● **Okuma metni**
= = = = = = =

Türk makine imalatçıları son yıllarda ABD pazarı ile yakından ilgileniyor ve ABD’ye gerçekleşen makine ihracatı da bu paralelde yükselişini sürdürüyor.

AĞIRLIKLI OLARAK ABD’DE DÜZENLENEN SEKTÖREL TEKNİK FUARLARA YOĞUNLAŞAN ATLAS EXPO, SON DÖNEMDE UZAK DOĞU’YA DA ODAKLANMAYA BAŞLADI. TÜRK İHRACATÇILARINA OLDUKÇA KAPSAMLI FUARCILIK HİZMETLERİ SUNAN ATLAS EXPO’NUN KURUCUSU FATİH BARK, “BUGÜN PORTFÖYÜMÜZÜN YÜZDE 50’Sİ MAKİNE FUARLARINDAN OLUŞUYOR VE BU ORAN DEĞİŞMEYECEK” DİYEREK SEKTÖRE OLAN DESTEKLERİNİN SÜRECEĞİNİN ALTINI ÇİZİYOR.

Türk makine imalatçıları son yıllarda ABD pazarı ile yakından ilgileniyor ve ABD’ye gerçekleşen makine ihracatı da bu paralelde yükselişini sürdürüyor. Bu yılın ilk yedi ayında Türkiye’nin toplam makine ihracatı 9,7 milyar dolar olurken ABD’ye gerçekleşen makine ihracatı ise 700 milyon dolara ulaştı. 2012’de kurulan ve teknik fuarlar konusunda deneyimli bir kadro ile Türk makine imalatçılarına özellikle ABD ve Uzak Doğu fuarlarında önemli işbirliği fırsatları sunan Atlas Expo’nun kurucusu Fatih Bark, 2010 yılına kadar sadece Türk makine sektör devlerinden birkaçının ilgi gösterdiği, özellikle KOBİ ölçeğindeki firmaların çok cesaret edemediği bir pazar olan ABD’nin, son dönemde birçok Türk firmasının hedefinde yer aldığını söylüyor. Avrupa’daki fuarlara göre daha az şaşaalı ve stant görselleri açıdan daha sönük olan ABD’deki fuarlar, buna mukabil yine Avrupa’daki fuarlara göre çok daha maliyetli olsa da devasa ABD pazarının sunduğu fırsatlar, bu pazarda yer alan Türk firmaları ve Türk makinelerinin sayısının da yıllar içinde düzenli olarak artmasını beraberinde getiriyor.

= = = = = = =

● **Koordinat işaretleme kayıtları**
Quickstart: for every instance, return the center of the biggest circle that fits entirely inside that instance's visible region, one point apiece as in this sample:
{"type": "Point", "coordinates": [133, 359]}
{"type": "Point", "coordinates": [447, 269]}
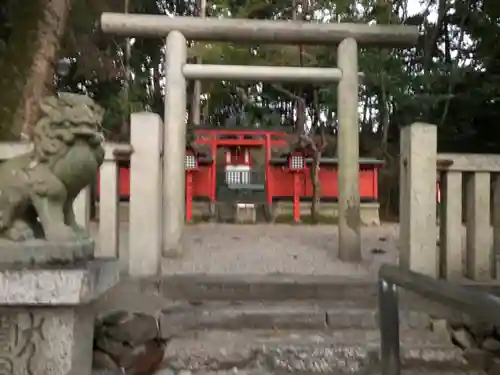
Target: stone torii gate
{"type": "Point", "coordinates": [347, 36]}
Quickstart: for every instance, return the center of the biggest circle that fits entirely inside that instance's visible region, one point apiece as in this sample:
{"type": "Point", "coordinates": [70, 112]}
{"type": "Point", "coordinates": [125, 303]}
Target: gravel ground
{"type": "Point", "coordinates": [285, 249]}
{"type": "Point", "coordinates": [271, 249]}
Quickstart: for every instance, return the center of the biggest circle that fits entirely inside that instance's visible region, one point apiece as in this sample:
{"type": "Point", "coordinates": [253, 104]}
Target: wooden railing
{"type": "Point", "coordinates": [469, 187]}
{"type": "Point", "coordinates": [142, 255]}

= = = = = = =

● **Hedefler**
1. Okuma metnine göre bu yılın ilk yedi ayında Türkiye'nin ABD'ye yaptığı makine ihracatı kaç dolara ulaştı?
2. Okuma metninde "AĞIRLIKLI OLARAK ABD’DE DÜZENLENEN" sözleriyle başlayan paragrafı, ana bilgilerini koruyarak kısa bir madde listesine dönüştürün.

● **Yazılı yanıtlar**
1. 700 milyon dolara ulaştı.

2.
- Atlas Expo ağırlıklı olarak ABD'deki sektörel teknik fuarlara yoğunlaşıyor ve son dönemde Uzak Doğu'ya da odaklanmaya başladı.
- Türk ihracatçılarına kapsamlı fuarcılık hizmetleri sunuyor.
- Kurucusu Fatih Bark'a göre portföyün yüzde 50'si makine fuarlarından oluşuyor ve bu oran değişmeyecek.
- Bark, sektöre verdikleri desteğin süreceğini vurguluyor.